## What you should do:
State how many lines of the data below contain the string "sign", treating uppercase and lowercase as different. Reply with the number alone.
——
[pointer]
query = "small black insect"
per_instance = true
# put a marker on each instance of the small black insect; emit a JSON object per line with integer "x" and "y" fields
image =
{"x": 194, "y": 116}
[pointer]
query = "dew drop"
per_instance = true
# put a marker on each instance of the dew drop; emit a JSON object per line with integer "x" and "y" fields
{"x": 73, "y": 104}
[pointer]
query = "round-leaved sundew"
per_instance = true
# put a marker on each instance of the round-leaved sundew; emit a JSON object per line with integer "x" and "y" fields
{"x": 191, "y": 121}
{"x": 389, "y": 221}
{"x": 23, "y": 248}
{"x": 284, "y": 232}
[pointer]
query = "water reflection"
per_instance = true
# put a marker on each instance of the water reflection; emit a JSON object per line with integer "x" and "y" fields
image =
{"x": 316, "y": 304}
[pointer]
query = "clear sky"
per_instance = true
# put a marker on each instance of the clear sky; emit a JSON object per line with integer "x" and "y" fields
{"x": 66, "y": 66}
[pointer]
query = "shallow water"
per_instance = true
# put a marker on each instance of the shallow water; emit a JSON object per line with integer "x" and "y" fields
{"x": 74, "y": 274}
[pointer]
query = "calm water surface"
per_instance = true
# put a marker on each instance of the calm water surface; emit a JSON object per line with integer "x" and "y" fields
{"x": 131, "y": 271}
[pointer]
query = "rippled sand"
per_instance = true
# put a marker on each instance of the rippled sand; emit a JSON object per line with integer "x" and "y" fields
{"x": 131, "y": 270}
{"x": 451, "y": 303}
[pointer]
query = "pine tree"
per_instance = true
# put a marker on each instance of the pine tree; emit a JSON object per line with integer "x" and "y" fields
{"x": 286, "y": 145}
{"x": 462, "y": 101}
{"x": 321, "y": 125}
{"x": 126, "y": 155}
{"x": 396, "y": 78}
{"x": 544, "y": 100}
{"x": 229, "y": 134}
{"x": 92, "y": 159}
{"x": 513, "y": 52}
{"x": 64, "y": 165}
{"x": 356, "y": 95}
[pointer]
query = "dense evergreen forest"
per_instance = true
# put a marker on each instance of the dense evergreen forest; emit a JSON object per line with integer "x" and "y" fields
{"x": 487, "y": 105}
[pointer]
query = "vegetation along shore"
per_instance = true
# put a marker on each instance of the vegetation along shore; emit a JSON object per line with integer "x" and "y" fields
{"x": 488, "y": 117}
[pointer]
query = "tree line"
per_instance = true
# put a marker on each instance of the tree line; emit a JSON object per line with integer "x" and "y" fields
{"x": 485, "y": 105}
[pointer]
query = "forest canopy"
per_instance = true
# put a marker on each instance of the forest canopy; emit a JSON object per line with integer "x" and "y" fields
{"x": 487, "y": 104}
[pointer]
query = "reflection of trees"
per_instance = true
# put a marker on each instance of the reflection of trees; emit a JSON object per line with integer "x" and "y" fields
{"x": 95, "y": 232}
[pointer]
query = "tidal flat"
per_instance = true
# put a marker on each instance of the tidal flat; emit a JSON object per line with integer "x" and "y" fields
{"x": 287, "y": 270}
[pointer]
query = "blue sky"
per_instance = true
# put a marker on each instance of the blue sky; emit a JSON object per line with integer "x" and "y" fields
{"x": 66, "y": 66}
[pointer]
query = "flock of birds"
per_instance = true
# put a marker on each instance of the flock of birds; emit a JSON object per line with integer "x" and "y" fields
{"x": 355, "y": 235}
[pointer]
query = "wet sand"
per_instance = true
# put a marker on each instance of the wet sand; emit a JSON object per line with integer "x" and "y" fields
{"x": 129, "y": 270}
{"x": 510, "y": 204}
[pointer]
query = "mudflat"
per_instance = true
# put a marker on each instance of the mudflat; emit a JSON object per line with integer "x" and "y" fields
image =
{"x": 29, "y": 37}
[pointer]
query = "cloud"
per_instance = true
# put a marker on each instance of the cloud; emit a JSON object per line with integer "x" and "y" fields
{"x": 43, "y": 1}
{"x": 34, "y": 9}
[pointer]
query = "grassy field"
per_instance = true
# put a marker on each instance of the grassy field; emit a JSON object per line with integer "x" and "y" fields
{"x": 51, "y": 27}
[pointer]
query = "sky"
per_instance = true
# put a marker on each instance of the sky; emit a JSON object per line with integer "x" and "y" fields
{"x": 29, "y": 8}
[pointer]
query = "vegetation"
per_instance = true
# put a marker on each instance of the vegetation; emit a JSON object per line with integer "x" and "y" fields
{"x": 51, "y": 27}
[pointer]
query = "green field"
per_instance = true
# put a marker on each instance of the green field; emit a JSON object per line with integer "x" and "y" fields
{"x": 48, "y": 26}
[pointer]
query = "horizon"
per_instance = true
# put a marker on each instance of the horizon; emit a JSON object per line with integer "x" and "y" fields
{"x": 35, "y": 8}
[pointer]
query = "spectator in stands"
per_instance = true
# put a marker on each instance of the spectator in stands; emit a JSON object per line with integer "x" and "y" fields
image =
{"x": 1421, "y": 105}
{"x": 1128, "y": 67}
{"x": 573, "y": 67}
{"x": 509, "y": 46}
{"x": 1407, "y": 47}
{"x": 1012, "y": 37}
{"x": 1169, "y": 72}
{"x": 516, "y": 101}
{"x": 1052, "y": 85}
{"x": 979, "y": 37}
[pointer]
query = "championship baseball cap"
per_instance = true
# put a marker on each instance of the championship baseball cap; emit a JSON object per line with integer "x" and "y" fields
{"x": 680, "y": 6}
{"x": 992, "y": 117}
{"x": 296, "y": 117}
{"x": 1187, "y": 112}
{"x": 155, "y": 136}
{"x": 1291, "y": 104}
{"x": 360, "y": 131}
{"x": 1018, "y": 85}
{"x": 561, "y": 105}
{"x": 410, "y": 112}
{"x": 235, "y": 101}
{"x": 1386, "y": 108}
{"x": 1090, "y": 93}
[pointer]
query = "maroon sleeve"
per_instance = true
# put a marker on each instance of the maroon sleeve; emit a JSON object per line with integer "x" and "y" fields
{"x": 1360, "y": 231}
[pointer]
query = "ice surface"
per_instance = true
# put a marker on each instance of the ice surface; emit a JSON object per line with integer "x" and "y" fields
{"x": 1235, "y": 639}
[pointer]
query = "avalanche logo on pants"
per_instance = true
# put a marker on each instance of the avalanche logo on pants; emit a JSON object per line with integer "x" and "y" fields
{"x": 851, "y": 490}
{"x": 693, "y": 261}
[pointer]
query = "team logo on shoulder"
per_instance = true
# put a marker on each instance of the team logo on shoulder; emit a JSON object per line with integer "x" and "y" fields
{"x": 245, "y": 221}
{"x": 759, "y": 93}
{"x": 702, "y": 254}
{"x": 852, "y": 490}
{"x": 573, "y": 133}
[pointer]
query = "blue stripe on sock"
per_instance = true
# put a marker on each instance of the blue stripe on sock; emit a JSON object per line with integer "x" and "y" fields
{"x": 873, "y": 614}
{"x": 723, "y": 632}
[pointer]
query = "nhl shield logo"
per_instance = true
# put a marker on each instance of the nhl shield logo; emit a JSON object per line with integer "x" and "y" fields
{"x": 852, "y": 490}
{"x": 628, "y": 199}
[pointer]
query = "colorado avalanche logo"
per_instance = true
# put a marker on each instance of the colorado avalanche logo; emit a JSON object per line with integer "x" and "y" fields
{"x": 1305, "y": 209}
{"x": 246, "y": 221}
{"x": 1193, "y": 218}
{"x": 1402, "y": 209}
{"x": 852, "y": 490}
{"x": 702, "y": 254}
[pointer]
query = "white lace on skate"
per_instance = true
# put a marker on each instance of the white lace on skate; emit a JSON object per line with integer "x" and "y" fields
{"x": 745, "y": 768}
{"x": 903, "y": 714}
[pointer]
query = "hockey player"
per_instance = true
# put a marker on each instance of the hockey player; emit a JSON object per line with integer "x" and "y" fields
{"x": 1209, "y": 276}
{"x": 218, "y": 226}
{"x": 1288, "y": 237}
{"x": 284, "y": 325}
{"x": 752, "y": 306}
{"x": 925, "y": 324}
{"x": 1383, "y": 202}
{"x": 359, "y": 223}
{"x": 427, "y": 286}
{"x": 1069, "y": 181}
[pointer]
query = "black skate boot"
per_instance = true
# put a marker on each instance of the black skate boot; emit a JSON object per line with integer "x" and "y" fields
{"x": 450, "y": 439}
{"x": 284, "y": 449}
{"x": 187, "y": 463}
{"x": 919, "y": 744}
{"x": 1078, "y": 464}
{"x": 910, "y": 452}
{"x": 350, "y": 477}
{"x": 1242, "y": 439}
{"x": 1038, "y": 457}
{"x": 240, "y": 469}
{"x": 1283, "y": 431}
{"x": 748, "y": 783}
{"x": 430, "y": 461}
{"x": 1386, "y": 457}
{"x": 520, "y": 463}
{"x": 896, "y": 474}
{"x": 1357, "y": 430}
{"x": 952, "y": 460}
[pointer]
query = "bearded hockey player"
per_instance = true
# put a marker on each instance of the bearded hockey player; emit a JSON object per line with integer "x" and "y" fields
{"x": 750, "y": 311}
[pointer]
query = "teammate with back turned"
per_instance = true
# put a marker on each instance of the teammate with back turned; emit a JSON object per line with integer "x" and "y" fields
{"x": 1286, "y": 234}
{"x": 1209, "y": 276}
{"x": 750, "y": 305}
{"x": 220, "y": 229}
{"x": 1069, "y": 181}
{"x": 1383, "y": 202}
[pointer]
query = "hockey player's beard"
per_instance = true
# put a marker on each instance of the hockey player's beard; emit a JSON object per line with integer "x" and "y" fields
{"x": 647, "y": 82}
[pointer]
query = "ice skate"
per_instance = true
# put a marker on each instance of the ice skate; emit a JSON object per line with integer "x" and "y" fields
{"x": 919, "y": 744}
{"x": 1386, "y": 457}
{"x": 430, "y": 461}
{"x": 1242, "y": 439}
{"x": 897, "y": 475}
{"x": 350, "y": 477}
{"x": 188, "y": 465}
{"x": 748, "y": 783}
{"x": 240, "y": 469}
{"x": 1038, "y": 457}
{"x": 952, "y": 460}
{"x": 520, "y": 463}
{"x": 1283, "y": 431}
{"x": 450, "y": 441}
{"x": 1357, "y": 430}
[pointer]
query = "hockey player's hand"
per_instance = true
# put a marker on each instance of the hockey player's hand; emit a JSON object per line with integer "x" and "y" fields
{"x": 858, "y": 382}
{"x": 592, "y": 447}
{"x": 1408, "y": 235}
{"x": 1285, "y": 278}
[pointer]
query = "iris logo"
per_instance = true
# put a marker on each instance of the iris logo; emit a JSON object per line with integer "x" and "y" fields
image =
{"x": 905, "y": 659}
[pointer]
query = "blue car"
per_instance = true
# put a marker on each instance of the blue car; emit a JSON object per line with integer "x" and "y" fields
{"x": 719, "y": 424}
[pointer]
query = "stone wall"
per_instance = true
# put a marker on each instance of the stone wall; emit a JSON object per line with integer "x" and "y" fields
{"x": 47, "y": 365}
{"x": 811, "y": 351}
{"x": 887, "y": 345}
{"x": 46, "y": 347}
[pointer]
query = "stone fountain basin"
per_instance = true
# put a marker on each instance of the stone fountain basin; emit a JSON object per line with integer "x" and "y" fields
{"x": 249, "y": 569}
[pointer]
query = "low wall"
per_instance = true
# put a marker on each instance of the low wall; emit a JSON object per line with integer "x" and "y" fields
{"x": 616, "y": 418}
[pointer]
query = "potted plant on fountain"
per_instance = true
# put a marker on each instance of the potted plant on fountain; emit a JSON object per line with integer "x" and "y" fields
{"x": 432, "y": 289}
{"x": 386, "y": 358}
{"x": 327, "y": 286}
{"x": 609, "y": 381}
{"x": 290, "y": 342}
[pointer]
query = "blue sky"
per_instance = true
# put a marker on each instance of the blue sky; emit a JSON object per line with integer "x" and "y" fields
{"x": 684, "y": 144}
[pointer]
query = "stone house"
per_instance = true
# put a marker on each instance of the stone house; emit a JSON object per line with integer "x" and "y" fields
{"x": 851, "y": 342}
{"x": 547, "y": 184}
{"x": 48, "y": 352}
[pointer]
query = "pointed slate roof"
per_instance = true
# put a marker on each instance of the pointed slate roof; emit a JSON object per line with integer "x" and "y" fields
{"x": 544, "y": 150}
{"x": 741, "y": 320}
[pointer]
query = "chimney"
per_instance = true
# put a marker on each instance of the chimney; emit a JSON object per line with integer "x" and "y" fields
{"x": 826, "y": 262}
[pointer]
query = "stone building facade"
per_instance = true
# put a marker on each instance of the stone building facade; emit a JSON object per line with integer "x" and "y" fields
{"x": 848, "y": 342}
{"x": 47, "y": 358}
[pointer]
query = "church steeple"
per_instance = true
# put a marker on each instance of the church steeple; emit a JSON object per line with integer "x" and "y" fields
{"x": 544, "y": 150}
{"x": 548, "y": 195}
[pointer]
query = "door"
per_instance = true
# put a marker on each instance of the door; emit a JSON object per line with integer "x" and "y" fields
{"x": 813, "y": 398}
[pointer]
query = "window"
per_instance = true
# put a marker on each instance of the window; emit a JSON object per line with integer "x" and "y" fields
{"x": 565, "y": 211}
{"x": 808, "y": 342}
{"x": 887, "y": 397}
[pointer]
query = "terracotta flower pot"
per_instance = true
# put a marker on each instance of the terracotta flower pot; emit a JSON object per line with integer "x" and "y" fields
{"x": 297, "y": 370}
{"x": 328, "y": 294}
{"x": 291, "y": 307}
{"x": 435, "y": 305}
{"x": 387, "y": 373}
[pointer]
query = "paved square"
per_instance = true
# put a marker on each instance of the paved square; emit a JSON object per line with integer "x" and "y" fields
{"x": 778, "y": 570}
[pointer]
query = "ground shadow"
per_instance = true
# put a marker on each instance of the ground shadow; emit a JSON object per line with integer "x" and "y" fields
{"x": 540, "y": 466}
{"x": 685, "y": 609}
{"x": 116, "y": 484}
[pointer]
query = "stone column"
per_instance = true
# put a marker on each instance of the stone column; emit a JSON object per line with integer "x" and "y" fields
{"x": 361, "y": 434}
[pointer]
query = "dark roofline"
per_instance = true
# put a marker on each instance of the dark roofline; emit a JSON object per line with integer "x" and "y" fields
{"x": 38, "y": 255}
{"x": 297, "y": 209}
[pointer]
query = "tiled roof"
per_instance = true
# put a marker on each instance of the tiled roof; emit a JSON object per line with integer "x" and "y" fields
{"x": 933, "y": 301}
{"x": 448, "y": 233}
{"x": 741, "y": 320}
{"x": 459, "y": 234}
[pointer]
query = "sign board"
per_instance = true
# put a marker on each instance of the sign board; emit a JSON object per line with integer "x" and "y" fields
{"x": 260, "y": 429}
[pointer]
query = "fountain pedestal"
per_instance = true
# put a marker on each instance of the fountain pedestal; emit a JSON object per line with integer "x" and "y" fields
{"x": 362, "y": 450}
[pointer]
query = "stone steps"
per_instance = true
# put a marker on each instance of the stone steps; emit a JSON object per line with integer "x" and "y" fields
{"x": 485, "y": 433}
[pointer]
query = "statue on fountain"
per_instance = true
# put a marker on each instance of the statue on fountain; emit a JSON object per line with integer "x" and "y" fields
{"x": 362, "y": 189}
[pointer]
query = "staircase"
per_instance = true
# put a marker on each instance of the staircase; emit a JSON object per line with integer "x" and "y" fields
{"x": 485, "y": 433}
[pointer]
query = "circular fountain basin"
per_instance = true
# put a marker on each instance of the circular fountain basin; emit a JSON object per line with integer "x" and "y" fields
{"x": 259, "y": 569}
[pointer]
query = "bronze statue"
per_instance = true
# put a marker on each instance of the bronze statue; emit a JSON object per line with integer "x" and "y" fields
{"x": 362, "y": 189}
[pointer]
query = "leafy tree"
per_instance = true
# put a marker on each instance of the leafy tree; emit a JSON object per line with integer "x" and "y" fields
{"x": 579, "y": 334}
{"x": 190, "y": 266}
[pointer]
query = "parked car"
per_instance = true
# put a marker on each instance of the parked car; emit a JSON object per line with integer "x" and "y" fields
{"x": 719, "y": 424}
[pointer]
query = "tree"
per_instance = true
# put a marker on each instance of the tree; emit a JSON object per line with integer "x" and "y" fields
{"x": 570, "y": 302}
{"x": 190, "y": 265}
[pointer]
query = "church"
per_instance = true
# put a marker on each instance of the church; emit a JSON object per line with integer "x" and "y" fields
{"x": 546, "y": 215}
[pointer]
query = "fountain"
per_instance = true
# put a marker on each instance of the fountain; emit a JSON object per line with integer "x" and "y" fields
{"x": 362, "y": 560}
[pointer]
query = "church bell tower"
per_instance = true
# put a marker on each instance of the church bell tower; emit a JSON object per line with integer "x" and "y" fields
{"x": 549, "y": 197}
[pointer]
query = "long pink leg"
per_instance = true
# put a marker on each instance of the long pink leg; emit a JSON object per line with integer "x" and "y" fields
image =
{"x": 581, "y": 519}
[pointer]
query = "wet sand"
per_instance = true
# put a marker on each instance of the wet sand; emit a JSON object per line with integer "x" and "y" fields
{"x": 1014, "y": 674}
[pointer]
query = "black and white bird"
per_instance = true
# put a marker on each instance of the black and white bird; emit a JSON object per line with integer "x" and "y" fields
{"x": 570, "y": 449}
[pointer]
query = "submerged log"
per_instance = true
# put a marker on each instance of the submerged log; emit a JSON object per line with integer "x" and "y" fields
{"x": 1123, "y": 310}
——
## Written solution:
2